▶ _Material supplied_:
+--

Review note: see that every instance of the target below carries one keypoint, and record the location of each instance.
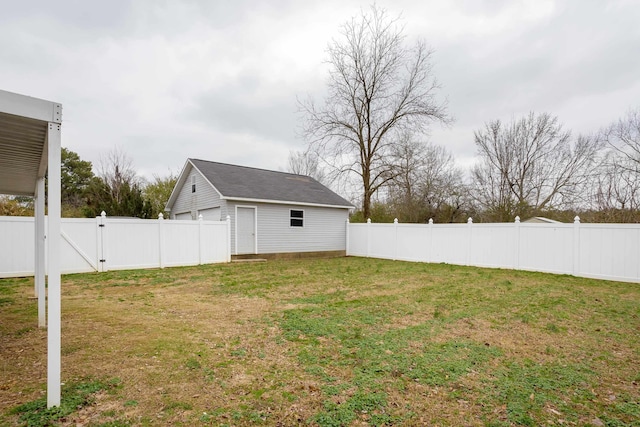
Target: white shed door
(246, 231)
(212, 214)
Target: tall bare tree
(530, 165)
(623, 136)
(427, 184)
(117, 189)
(306, 163)
(378, 88)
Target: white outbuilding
(29, 148)
(271, 212)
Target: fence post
(517, 244)
(395, 239)
(161, 239)
(576, 246)
(200, 239)
(346, 239)
(429, 256)
(368, 237)
(228, 238)
(469, 227)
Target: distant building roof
(541, 220)
(241, 182)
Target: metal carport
(29, 146)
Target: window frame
(296, 218)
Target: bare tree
(427, 184)
(623, 136)
(378, 88)
(530, 165)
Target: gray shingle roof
(250, 183)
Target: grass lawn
(338, 342)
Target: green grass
(332, 343)
(74, 397)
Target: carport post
(53, 278)
(39, 242)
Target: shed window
(297, 218)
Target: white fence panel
(215, 243)
(413, 242)
(357, 240)
(449, 243)
(131, 244)
(547, 247)
(78, 246)
(610, 251)
(382, 243)
(181, 243)
(493, 245)
(604, 251)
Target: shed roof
(23, 148)
(246, 183)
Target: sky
(163, 81)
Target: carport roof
(23, 141)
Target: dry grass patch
(332, 342)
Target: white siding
(205, 197)
(324, 229)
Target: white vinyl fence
(603, 251)
(104, 243)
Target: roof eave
(286, 202)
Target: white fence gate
(602, 251)
(104, 243)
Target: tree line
(115, 188)
(368, 139)
(370, 134)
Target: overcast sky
(218, 80)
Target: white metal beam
(53, 278)
(33, 108)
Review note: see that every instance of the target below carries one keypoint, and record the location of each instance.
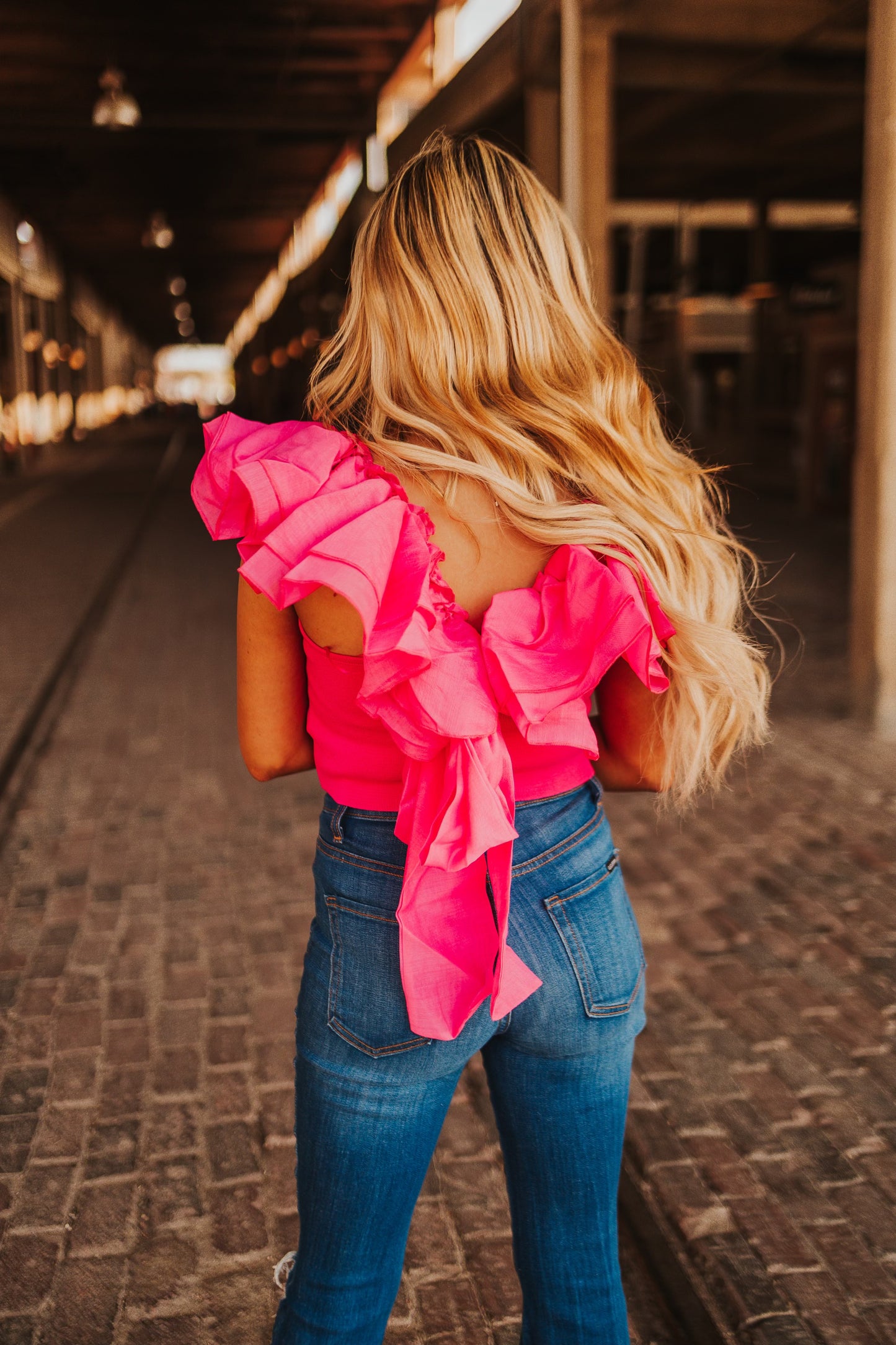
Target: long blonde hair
(471, 345)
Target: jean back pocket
(366, 997)
(601, 937)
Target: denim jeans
(371, 1095)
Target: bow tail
(453, 916)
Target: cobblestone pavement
(81, 503)
(157, 904)
(763, 1118)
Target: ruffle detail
(547, 647)
(312, 509)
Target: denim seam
(555, 852)
(551, 798)
(342, 1030)
(579, 892)
(579, 967)
(353, 911)
(585, 981)
(363, 814)
(334, 994)
(373, 865)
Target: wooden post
(586, 138)
(543, 135)
(874, 535)
(598, 146)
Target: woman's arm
(628, 730)
(272, 689)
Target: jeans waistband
(368, 815)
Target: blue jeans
(371, 1095)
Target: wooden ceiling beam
(723, 70)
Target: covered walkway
(155, 901)
(157, 906)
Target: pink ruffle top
(437, 722)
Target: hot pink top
(437, 722)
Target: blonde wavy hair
(471, 345)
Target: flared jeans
(371, 1095)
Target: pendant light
(115, 109)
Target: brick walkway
(763, 1115)
(61, 525)
(152, 938)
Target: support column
(633, 319)
(586, 138)
(874, 533)
(543, 135)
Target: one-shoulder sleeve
(312, 507)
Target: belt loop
(336, 822)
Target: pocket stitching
(561, 847)
(334, 1021)
(579, 967)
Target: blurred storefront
(68, 362)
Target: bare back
(482, 556)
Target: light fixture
(376, 163)
(115, 109)
(159, 231)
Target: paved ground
(156, 909)
(61, 524)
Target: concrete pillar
(586, 136)
(874, 538)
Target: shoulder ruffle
(547, 647)
(311, 507)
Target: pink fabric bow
(313, 509)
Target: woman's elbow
(265, 769)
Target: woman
(484, 525)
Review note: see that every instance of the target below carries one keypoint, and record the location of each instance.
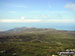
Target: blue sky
(59, 14)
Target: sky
(58, 14)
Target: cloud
(70, 6)
(22, 17)
(12, 12)
(19, 20)
(37, 21)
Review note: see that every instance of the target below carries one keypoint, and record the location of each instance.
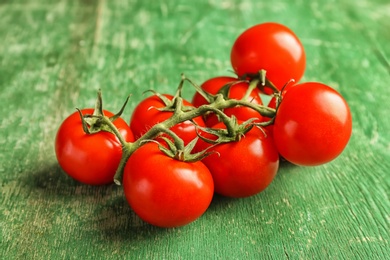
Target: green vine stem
(178, 117)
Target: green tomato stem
(178, 117)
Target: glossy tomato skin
(272, 47)
(237, 91)
(146, 115)
(313, 124)
(166, 192)
(89, 158)
(243, 168)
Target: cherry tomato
(272, 102)
(237, 91)
(272, 47)
(166, 192)
(147, 114)
(313, 124)
(89, 158)
(242, 168)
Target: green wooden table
(55, 55)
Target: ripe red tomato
(242, 168)
(272, 47)
(89, 158)
(146, 115)
(313, 124)
(166, 192)
(237, 91)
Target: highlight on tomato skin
(166, 192)
(313, 124)
(90, 158)
(272, 47)
(241, 168)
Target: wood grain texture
(54, 55)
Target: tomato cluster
(175, 154)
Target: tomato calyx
(233, 133)
(181, 153)
(97, 121)
(261, 81)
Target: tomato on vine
(271, 47)
(90, 158)
(244, 167)
(150, 111)
(237, 90)
(166, 192)
(313, 124)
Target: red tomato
(146, 115)
(243, 168)
(89, 158)
(166, 192)
(313, 124)
(272, 47)
(237, 91)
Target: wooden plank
(55, 55)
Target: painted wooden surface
(54, 55)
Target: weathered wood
(54, 55)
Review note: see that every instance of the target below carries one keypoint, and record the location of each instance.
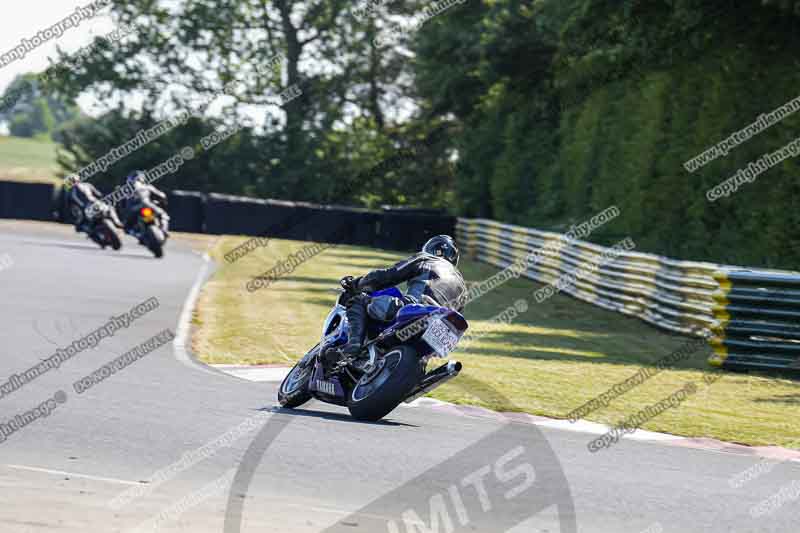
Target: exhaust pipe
(434, 379)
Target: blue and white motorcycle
(391, 368)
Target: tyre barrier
(674, 295)
(408, 229)
(757, 320)
(186, 211)
(27, 201)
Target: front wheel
(294, 388)
(155, 240)
(111, 235)
(379, 391)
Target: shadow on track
(328, 415)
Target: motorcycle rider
(143, 195)
(81, 195)
(432, 278)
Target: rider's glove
(350, 284)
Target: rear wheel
(294, 388)
(155, 240)
(378, 392)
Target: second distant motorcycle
(146, 220)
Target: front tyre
(293, 391)
(378, 392)
(155, 240)
(111, 235)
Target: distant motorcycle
(395, 369)
(150, 230)
(99, 228)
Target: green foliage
(606, 103)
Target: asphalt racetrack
(141, 449)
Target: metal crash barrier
(752, 318)
(757, 320)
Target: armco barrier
(758, 320)
(752, 317)
(26, 201)
(675, 295)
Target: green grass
(549, 361)
(30, 160)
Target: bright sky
(27, 17)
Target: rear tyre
(293, 391)
(377, 393)
(155, 240)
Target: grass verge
(28, 160)
(550, 360)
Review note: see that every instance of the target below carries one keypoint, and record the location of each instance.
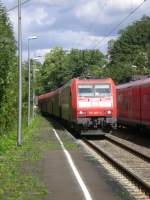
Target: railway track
(130, 162)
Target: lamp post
(33, 72)
(19, 76)
(29, 80)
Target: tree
(131, 49)
(60, 66)
(8, 74)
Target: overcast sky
(72, 23)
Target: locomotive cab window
(85, 91)
(102, 90)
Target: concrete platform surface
(61, 181)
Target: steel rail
(134, 178)
(126, 147)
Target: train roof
(134, 83)
(77, 80)
(104, 80)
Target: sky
(82, 24)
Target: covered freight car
(133, 103)
(83, 104)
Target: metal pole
(28, 117)
(19, 75)
(33, 114)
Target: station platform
(63, 183)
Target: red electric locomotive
(133, 103)
(84, 104)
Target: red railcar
(88, 103)
(133, 103)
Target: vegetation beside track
(19, 166)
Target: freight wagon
(133, 103)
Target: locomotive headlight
(109, 112)
(82, 112)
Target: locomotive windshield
(85, 91)
(102, 90)
(91, 90)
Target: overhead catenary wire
(16, 6)
(119, 24)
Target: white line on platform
(74, 169)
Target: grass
(19, 171)
(20, 176)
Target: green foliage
(8, 74)
(130, 54)
(19, 170)
(61, 66)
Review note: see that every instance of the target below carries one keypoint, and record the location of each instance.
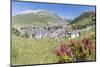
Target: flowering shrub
(76, 50)
(65, 53)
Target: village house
(74, 34)
(49, 32)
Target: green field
(32, 51)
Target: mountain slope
(37, 18)
(84, 20)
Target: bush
(76, 50)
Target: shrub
(76, 50)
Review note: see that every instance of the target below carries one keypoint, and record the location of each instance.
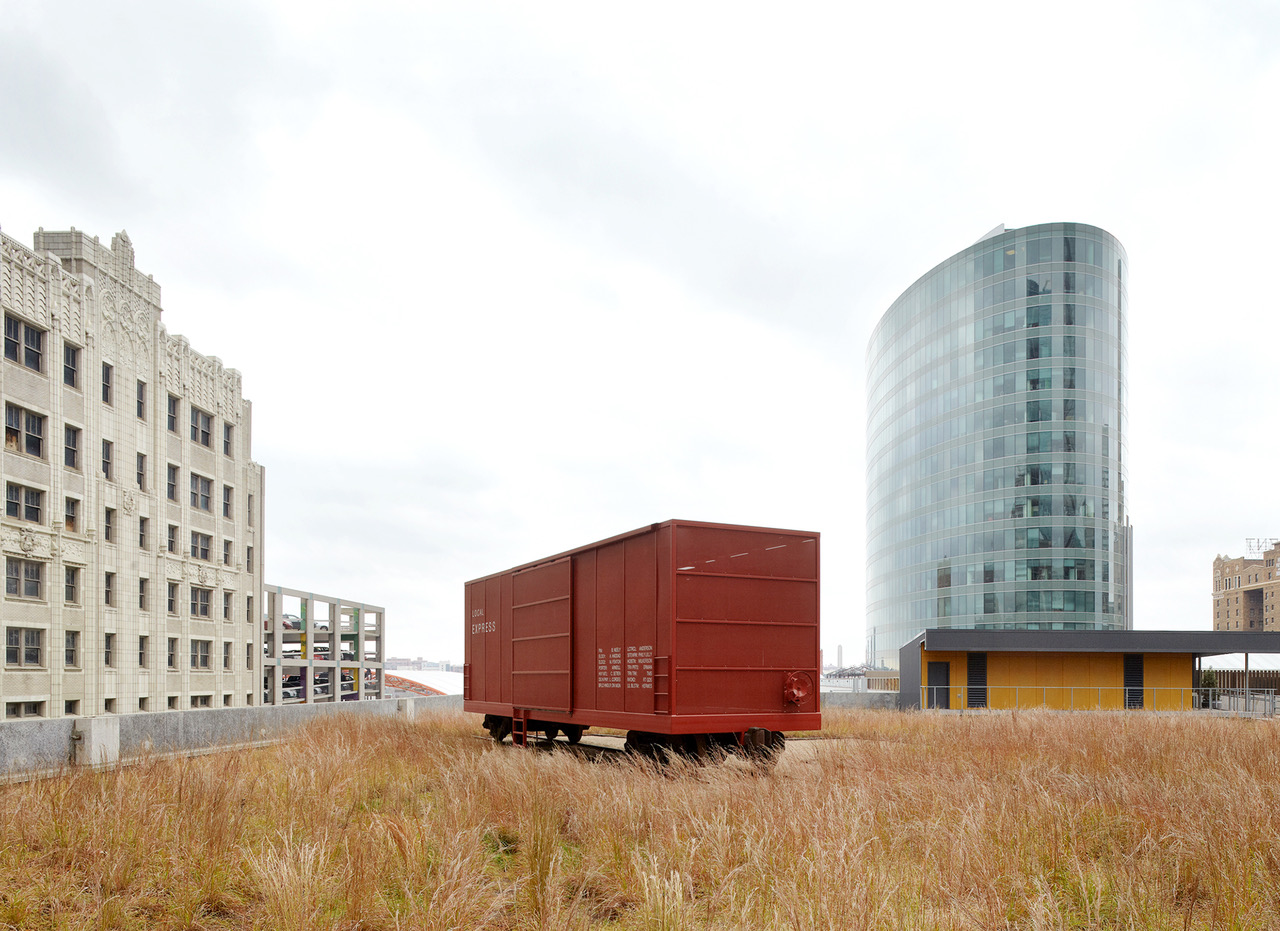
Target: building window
(71, 585)
(23, 708)
(71, 365)
(200, 653)
(23, 430)
(71, 447)
(23, 578)
(201, 489)
(23, 343)
(200, 598)
(23, 503)
(23, 647)
(201, 427)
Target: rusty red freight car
(686, 635)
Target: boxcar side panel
(585, 660)
(609, 631)
(542, 637)
(640, 624)
(746, 620)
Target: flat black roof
(1198, 642)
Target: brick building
(1246, 589)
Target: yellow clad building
(1065, 669)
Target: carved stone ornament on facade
(27, 543)
(26, 286)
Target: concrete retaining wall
(32, 747)
(859, 699)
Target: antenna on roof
(992, 234)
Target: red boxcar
(680, 633)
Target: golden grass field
(1029, 820)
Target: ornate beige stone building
(133, 521)
(1247, 589)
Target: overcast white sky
(504, 279)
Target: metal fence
(1242, 702)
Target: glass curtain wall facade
(995, 442)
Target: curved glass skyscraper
(995, 442)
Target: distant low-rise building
(1246, 588)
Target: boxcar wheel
(572, 733)
(499, 728)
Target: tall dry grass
(910, 821)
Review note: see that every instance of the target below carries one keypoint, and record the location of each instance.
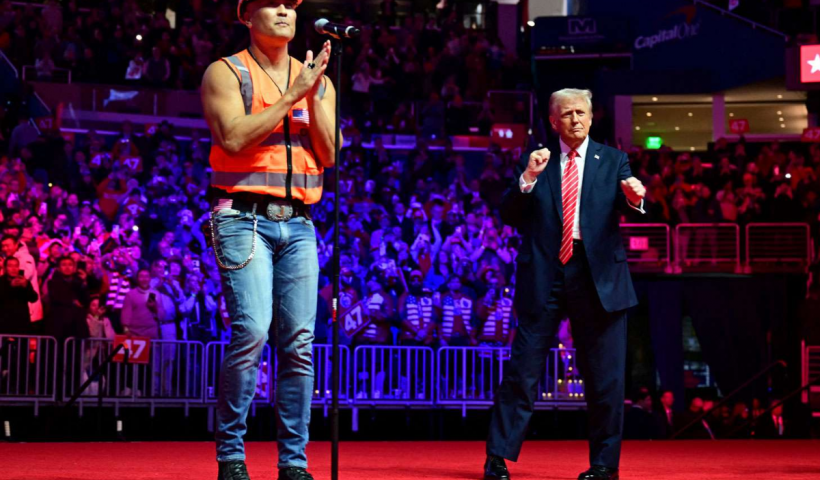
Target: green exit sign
(654, 143)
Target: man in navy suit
(572, 262)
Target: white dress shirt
(580, 161)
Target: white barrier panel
(173, 372)
(562, 381)
(469, 375)
(647, 245)
(215, 353)
(28, 368)
(778, 243)
(385, 375)
(707, 244)
(322, 366)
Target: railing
(717, 247)
(468, 377)
(775, 244)
(59, 75)
(393, 375)
(710, 244)
(810, 372)
(173, 373)
(28, 368)
(215, 353)
(322, 365)
(648, 245)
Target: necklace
(281, 93)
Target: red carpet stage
(777, 460)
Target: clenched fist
(537, 164)
(634, 190)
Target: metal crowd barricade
(778, 245)
(386, 375)
(173, 374)
(322, 365)
(811, 371)
(713, 245)
(28, 369)
(562, 383)
(215, 353)
(647, 246)
(468, 376)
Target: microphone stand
(336, 48)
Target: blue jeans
(280, 284)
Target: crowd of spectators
(104, 234)
(650, 418)
(734, 183)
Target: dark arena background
(104, 159)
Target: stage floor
(770, 460)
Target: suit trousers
(600, 341)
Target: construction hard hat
(243, 3)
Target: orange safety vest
(284, 165)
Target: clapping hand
(538, 162)
(634, 190)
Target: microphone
(336, 30)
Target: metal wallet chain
(216, 243)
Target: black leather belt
(275, 209)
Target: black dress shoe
(294, 473)
(597, 472)
(233, 471)
(495, 468)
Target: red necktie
(569, 191)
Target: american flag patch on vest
(301, 115)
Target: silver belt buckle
(279, 213)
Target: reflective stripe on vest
(246, 85)
(266, 179)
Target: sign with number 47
(139, 349)
(355, 319)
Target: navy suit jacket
(538, 216)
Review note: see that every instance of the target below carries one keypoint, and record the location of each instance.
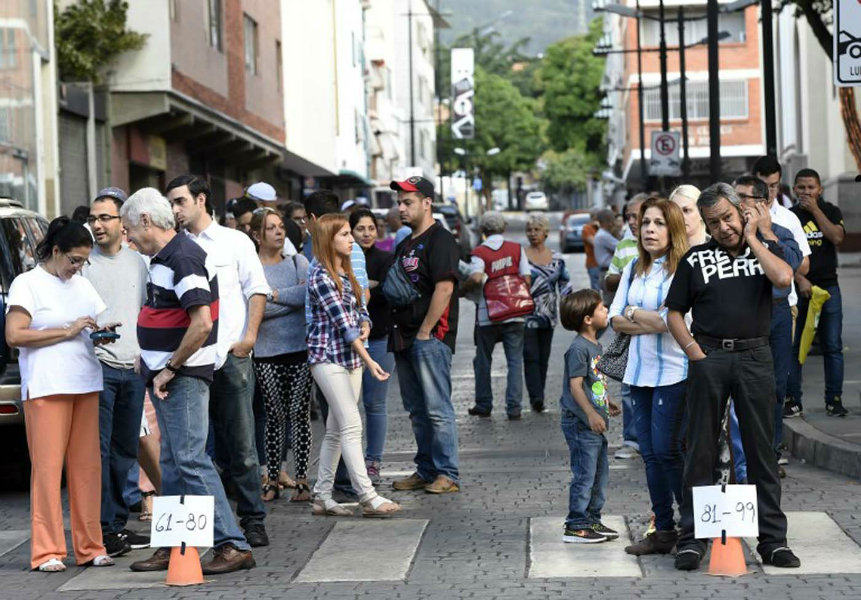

+--

Pictures are to be left out when the lines from the one containing "Target: man in navy suit" through the end of the records above are repeated exactly; no other line is wanted.

Target: man in navy suit
(572, 262)
Target: white dress shirt
(580, 161)
Target: white barrier panel
(173, 372)
(562, 381)
(469, 375)
(647, 245)
(215, 353)
(28, 368)
(778, 243)
(385, 375)
(707, 244)
(322, 366)
Target: railing
(717, 247)
(468, 377)
(775, 244)
(59, 75)
(393, 375)
(710, 244)
(810, 372)
(173, 373)
(28, 368)
(215, 353)
(322, 365)
(648, 245)
Target: necklace
(281, 93)
Target: red carpet stage
(777, 460)
Target: clenched fist
(537, 164)
(634, 190)
Target: metal crowd barricade
(778, 245)
(386, 375)
(173, 374)
(322, 365)
(811, 371)
(713, 245)
(28, 369)
(562, 383)
(215, 353)
(647, 246)
(468, 376)
Target: microphone stand
(336, 48)
Target: blue jeans
(280, 284)
Target: crowd of spectators
(104, 234)
(650, 418)
(734, 183)
Target: dark arena background
(104, 159)
Target: stage floor
(770, 460)
Target: suit trousers
(600, 341)
Target: construction hard hat
(243, 3)
Target: orange safety vest
(284, 165)
Target: clapping hand
(538, 162)
(634, 190)
Target: microphone
(336, 30)
Target: metal wallet chain
(216, 243)
Target: black leather belt
(275, 209)
Target: black dress shoe
(294, 473)
(597, 472)
(233, 471)
(495, 468)
Target: red necktie
(569, 191)
Target: american flag patch on vest
(301, 115)
Target: silver belt buckle
(279, 213)
Target: reflective stripe on vest
(246, 85)
(266, 179)
Target: sign with number 47
(139, 349)
(355, 319)
Target: navy suit jacket
(538, 216)
Review note: see that every instance of the target below carries one keypoint, and record the location of each instance.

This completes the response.